EXERCISE DETAILS
Reproduce the entries exactly as they appear below.

(Entries taken from a collection)
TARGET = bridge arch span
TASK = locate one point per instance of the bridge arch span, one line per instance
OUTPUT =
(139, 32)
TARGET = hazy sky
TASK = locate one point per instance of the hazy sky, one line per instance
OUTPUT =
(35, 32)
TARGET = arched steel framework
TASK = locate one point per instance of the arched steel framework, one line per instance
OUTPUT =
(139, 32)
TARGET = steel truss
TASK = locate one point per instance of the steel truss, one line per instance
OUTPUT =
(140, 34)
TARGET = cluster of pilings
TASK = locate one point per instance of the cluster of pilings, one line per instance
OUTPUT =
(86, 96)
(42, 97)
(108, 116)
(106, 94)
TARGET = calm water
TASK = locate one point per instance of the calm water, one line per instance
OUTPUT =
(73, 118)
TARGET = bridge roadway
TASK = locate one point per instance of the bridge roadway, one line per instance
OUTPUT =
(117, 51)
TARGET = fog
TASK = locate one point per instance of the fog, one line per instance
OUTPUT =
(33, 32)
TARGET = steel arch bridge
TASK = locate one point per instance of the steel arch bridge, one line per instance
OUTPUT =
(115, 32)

SOLUTION FOR THIS EXERCISE
TARGET = bridge arch span
TASK = locate one point per instance of the bridge arch span, one line per instance
OUTPUT =
(139, 32)
TARGET = hazy sky
TASK = locate one point per instance of the hazy sky, one line per instance
OUTPUT =
(35, 32)
TARGET = arched steel framework
TASK = locate one point per instance of the arched steel framework, one line per instance
OUTPUT =
(139, 32)
TARGET = steel truss
TASK = locate one point per instance of the steel truss, one line per instance
OUTPUT =
(140, 34)
TARGET = cluster of pilings
TASK = locate one point per instance of the cluster of pilings, one line per instance
OUTPUT =
(86, 96)
(42, 97)
(108, 116)
(106, 94)
TARGET = calm water
TASK = locate one point per instance of the calm water, one line per instance
OUTPUT =
(73, 118)
TARGET = bridge roadway
TASK = locate one point per instance of the bridge roadway, one line per instance
OUTPUT =
(117, 51)
TARGET = fog
TASK = locate one point per instance of the fog, one line per instance
OUTPUT =
(33, 32)
TARGET = steel arch bridge
TASK = locate one point per instance of the steel arch bridge, one line per instance
OUTPUT =
(115, 32)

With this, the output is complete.